◆ **HOW TO COMPLETE THIS TASK**
In your reply, write out each entry exactly as given.

◆ **DATASET EXCERPTS**
▬▬▬

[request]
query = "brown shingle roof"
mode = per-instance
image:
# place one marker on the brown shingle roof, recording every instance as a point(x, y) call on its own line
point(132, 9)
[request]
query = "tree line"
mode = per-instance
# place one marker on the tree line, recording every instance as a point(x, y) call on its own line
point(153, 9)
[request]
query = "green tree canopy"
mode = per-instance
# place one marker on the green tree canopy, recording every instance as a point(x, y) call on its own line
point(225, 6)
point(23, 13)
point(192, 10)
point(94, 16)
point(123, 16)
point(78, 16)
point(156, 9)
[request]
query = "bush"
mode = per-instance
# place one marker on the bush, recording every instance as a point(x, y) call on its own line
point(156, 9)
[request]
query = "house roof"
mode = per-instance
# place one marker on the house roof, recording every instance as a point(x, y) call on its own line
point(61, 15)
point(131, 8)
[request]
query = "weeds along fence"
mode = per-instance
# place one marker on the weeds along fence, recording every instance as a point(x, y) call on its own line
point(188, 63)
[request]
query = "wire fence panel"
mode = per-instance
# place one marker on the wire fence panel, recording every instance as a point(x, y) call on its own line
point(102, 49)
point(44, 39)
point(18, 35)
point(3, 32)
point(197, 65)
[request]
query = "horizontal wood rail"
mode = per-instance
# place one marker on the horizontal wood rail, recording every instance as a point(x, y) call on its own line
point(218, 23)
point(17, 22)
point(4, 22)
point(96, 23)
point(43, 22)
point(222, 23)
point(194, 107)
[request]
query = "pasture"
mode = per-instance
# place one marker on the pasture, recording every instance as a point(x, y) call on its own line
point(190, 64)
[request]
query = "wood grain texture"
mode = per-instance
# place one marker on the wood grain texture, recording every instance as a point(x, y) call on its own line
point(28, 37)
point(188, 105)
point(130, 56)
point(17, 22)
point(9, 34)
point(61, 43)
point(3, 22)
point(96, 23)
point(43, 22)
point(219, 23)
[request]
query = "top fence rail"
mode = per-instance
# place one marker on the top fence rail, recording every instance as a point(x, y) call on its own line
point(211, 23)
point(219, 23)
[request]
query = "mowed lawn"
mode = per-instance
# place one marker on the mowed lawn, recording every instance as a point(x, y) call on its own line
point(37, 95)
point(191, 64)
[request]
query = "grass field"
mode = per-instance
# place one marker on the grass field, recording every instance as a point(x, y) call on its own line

▬▬▬

◆ **YOUR RESPONSE**
[request]
query = "brown shingle roof"
mode = per-instance
image:
# place one marker on the brown shingle roof, recording every instance as a point(x, y) call on its own line
point(132, 9)
[request]
query = "tree line"
mode = per-instance
# place one marker on the tree line, recording every instance as a point(x, y) call on its own line
point(153, 9)
[request]
query = "green tree canopy"
mode = per-instance
# place one marker on the green tree canopy, recording every instance as a point(x, y) call on its own line
point(225, 6)
point(23, 13)
point(192, 10)
point(94, 16)
point(123, 16)
point(78, 16)
point(156, 9)
[request]
query = "bush"
mode = per-instance
# place one marker on the bush, recording every instance as a point(x, y) call on its own line
point(156, 9)
[request]
query = "house roof"
mode = per-instance
# place one marker on the house roof, recording every instance as a point(x, y) call on its own line
point(61, 15)
point(131, 8)
[request]
query = "weeds along fence"
mode = per-instance
# place one marker on the weeds along fence, recording every instance as a point(x, y) call on its own line
point(188, 63)
[request]
query = "wire fence panel"
mode = per-instance
# place one marker on the wire fence panel, recording every instance as a point(x, y) call on its own line
point(102, 49)
point(44, 39)
point(18, 35)
point(3, 32)
point(197, 65)
[request]
query = "horizontal wood rail"
mode = per-instance
# place one marker on the horizontal wood rail, recording every instance as a point(x, y) call on its own line
point(218, 23)
point(17, 22)
point(4, 22)
point(96, 23)
point(43, 22)
point(222, 23)
point(194, 107)
[request]
query = "pasture"
mode = per-instance
# place one marker on the pasture, recording every instance as a point(x, y) call on its own line
point(190, 64)
[request]
query = "wood grain texture"
mode = per-instance
# place one marker on the wood grain texture, recording every instance as a point(x, y) call on its own line
point(28, 37)
point(188, 105)
point(130, 56)
point(17, 22)
point(9, 34)
point(61, 43)
point(3, 22)
point(96, 23)
point(43, 22)
point(219, 23)
[request]
query = "top fence rail"
mode = per-instance
# place one marker on the top fence rail, recording every instance as a point(x, y) call on its own line
point(211, 23)
point(219, 23)
[request]
query = "mowed lawn"
mode = per-instance
# place one marker on the mowed lawn, recording every instance as a point(x, y) call on its own line
point(37, 95)
point(191, 64)
[request]
query = "grass field"
mode = per-instance
# place one marker on the grass field, recording every instance as a point(x, y) call on its own line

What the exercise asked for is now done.